### Dataset items
-.-.-

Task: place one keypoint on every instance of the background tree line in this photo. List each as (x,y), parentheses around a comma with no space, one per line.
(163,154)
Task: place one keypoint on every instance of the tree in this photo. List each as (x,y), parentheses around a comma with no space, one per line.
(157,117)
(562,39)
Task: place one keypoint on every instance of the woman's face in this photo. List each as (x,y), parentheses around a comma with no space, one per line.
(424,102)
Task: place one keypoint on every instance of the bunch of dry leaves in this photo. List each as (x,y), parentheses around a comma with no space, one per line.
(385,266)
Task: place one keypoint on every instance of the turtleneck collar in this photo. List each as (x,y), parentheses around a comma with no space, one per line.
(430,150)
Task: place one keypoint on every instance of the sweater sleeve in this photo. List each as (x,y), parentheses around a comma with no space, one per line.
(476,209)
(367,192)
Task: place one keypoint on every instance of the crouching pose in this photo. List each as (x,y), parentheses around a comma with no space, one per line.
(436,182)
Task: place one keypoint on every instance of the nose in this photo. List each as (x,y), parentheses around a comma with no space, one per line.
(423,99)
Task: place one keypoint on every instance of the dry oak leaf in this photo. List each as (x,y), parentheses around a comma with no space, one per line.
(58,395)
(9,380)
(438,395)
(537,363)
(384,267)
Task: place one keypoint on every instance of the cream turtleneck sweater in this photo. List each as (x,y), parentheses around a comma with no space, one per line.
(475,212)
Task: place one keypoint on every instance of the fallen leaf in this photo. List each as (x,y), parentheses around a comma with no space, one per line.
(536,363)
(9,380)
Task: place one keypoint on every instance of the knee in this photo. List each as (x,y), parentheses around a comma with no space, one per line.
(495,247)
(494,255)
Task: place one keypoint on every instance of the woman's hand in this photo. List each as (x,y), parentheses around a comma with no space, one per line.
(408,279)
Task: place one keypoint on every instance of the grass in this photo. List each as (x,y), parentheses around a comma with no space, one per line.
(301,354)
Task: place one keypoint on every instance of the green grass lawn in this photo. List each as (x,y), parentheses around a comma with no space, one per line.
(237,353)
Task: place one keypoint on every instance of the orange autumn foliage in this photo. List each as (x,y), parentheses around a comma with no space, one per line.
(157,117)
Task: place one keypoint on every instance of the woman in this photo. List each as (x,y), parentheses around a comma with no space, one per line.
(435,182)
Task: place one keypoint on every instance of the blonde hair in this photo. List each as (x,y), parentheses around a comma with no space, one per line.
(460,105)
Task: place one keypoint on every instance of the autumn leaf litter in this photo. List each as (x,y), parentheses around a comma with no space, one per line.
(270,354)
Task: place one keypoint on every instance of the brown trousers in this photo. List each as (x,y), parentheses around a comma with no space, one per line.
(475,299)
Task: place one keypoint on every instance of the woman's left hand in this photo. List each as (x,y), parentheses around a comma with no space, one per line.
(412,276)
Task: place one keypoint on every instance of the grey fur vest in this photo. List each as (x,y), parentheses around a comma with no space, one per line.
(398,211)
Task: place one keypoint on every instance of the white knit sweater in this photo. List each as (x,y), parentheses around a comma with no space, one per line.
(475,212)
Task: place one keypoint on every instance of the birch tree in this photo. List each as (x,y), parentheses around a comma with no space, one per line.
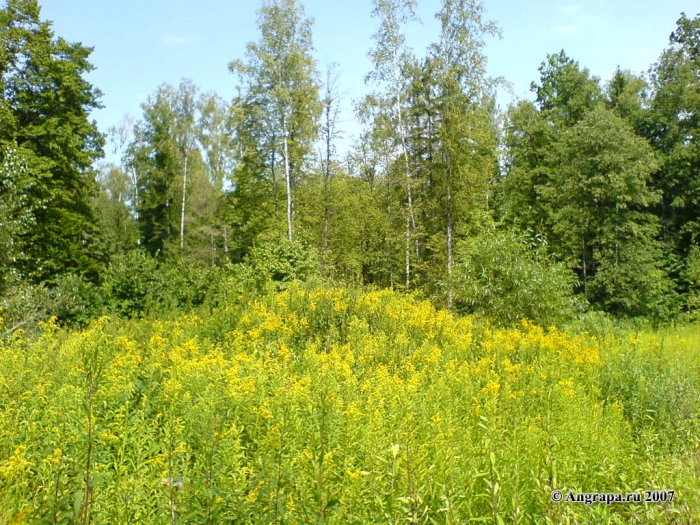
(279,81)
(389,57)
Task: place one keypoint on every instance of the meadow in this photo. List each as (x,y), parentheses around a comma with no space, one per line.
(322,405)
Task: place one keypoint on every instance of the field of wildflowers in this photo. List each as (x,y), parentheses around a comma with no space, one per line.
(318,405)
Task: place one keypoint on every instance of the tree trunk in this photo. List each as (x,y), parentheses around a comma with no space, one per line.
(410,220)
(184,202)
(449,238)
(288,180)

-.-.-

### WHAT THIS TASK INVOLVES
Render the stretch of items from the line containing "Task: place one keypoint on every instance of the tree trunk" through the end of the items as a two-column CSV with the headers task and answer. Give one row per task, put each field in quotes, and replace any line breaks with spaces.

### EXERCISE RESULT
task,answer
"Task: place one keypoint on every instance of the tree trunk in this photo. List each as (x,y), parentheses around a comma with no space, one per line.","(410,220) (184,202) (449,238) (288,180)"